They say this one has not a closed-form analytic solutioon

$$\int_0^4 \sqrt[4]{15x^3+21x^2+41x+3}e^{-0.5x}dx$$

## Monte Carlo integration (even faster version)

$$E_f[h(X)] = \int_a^b h(x) f(x) dx$$ 

$$f(x) = \frac{1}{b - a}, \rm{\ i.e. \ } x \sim Unif(a,b)$$

$$E(X) = \frac{1}{b - a} \int_a^b h(x)$$

$$(b-a) \frac{1}{N} \Sigma_{i=0}^N h(x_i) \approx \int_a^b h(x) dx$$

In [None]:
# integral_5^{20} \frac{x}{(x+1)^3}dx = 0.10629

def h(x):
    return x/(1.+x)**3

In [None]:
quad(h,5,20)

In [None]:
N = 100000
a, b = 5., 20.
x = np.random.uniform(a,b,N)
h_x = h(x)
integ = np.mean(h_x)*(b-a)
print(integ)

In [None]:
def mc_int(f=f, a=0., b=1., N= 100000, verbose=True):
    x = np.random.uniform(a,b,N)

* _Challenge_
In the Monte Carlo integration excerpt above, list every variable name that receives a value in the code block beginning "N = 100000".

* _Dataset content_
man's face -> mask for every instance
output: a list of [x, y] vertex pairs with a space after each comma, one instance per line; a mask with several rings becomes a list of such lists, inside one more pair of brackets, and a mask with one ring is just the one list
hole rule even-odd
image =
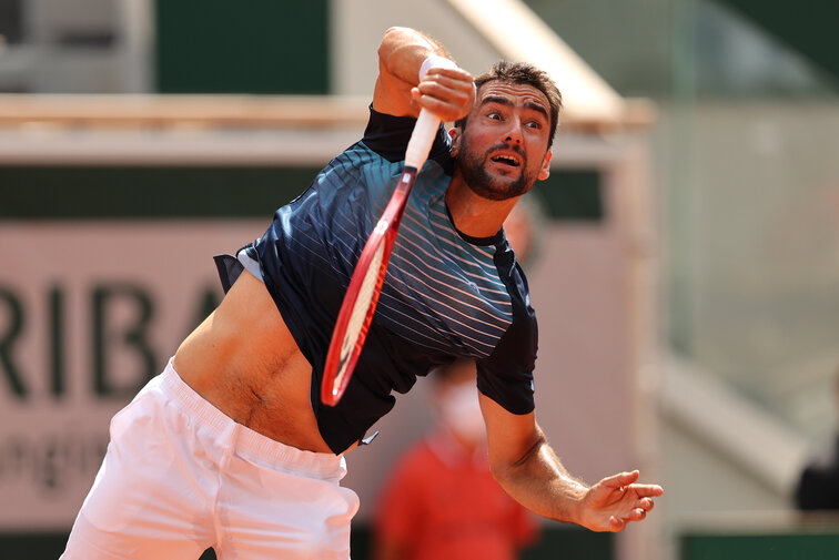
---
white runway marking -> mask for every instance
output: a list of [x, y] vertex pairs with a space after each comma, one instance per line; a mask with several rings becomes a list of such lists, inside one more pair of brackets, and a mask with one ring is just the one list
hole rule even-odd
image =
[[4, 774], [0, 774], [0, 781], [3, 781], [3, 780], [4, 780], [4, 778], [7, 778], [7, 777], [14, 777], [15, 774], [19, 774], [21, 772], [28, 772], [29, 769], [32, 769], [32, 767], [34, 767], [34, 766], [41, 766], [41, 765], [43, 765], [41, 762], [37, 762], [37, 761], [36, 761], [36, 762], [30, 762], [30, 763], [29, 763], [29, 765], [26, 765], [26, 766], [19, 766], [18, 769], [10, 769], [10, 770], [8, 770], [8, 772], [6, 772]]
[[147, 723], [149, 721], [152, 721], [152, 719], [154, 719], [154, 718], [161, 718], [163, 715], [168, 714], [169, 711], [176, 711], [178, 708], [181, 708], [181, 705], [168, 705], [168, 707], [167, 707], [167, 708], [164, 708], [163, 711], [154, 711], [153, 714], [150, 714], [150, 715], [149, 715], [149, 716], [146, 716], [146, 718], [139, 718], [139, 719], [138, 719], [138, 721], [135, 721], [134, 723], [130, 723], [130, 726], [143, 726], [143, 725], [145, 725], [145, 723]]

* _The output_
N, a, b, x, h_x, integ